*Brief*.
Output exactly, with nothing added, the entries from the first line through the line with "In this picture, where can the blue stadium".

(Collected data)
========
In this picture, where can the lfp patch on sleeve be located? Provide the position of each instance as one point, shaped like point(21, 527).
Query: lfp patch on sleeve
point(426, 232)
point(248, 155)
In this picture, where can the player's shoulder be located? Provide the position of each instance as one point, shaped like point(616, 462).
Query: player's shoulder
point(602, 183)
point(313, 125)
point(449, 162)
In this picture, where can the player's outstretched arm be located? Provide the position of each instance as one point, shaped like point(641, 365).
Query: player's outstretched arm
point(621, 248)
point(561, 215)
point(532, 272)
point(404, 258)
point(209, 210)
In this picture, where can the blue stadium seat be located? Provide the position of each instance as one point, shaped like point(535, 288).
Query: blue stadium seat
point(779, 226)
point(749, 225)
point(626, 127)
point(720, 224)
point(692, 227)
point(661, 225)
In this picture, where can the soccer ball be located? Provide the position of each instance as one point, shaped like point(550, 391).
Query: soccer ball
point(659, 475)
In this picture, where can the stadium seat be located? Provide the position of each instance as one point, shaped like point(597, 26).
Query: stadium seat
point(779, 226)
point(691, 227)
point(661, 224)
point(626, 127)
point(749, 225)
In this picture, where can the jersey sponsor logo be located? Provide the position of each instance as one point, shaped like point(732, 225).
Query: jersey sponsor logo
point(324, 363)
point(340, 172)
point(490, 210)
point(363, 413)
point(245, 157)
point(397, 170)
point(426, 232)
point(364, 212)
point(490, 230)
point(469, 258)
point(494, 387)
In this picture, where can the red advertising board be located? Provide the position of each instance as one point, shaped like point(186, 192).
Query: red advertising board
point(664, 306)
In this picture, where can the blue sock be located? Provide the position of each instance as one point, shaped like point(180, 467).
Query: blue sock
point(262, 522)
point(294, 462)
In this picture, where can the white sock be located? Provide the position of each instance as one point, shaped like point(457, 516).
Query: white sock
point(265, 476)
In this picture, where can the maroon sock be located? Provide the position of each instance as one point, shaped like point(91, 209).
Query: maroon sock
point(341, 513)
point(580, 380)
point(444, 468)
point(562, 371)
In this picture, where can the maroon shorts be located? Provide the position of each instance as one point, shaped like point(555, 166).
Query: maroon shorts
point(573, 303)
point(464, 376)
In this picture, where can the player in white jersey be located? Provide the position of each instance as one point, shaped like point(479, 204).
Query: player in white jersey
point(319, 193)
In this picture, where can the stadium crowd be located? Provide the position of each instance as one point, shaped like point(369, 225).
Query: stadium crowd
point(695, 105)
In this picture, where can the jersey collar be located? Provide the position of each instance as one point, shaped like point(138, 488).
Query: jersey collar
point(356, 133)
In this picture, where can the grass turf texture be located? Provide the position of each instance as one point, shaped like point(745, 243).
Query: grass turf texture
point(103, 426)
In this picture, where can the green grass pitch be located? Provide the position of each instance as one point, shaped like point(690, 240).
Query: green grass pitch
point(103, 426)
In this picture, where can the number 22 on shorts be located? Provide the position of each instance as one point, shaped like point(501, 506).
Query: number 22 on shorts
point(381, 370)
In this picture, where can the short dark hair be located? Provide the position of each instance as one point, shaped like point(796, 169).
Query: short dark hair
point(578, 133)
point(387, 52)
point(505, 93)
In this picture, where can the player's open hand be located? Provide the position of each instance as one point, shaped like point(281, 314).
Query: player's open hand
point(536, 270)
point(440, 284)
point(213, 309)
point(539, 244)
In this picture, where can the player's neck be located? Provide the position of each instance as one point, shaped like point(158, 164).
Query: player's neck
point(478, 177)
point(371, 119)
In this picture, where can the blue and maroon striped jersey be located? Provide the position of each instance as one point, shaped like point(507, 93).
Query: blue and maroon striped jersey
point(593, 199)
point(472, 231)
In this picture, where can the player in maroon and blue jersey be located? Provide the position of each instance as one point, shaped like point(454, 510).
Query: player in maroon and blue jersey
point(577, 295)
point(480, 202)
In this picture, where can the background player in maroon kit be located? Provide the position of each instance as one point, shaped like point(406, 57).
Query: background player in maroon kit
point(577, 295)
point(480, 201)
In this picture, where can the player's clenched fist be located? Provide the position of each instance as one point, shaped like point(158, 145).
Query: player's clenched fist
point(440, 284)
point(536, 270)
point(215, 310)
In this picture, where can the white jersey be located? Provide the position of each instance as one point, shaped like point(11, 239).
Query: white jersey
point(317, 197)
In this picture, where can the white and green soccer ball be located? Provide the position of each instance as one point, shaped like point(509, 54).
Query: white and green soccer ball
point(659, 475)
========
*Answer space*.
In this picture, where can the lfp patch on sleeve be located? Provide the position of each instance as one point, shaped like point(21, 527).
Query: lfp patch on sleeve
point(426, 232)
point(248, 155)
In this picture, where can the player's shoulder be located? Provide the position of each instance as one point, shaped like point(616, 462).
Query: player's shoulder
point(602, 183)
point(313, 125)
point(449, 162)
In this picture, where can the player's outstretched arm be located? Provide the position of each instance as one point, shaped like point(641, 365).
Query: player's outstretched arm
point(621, 248)
point(561, 215)
point(532, 272)
point(404, 258)
point(209, 210)
In this picture, where can the blue stadium seat be located? Provide the position of each instance as one point, shaped like point(535, 288).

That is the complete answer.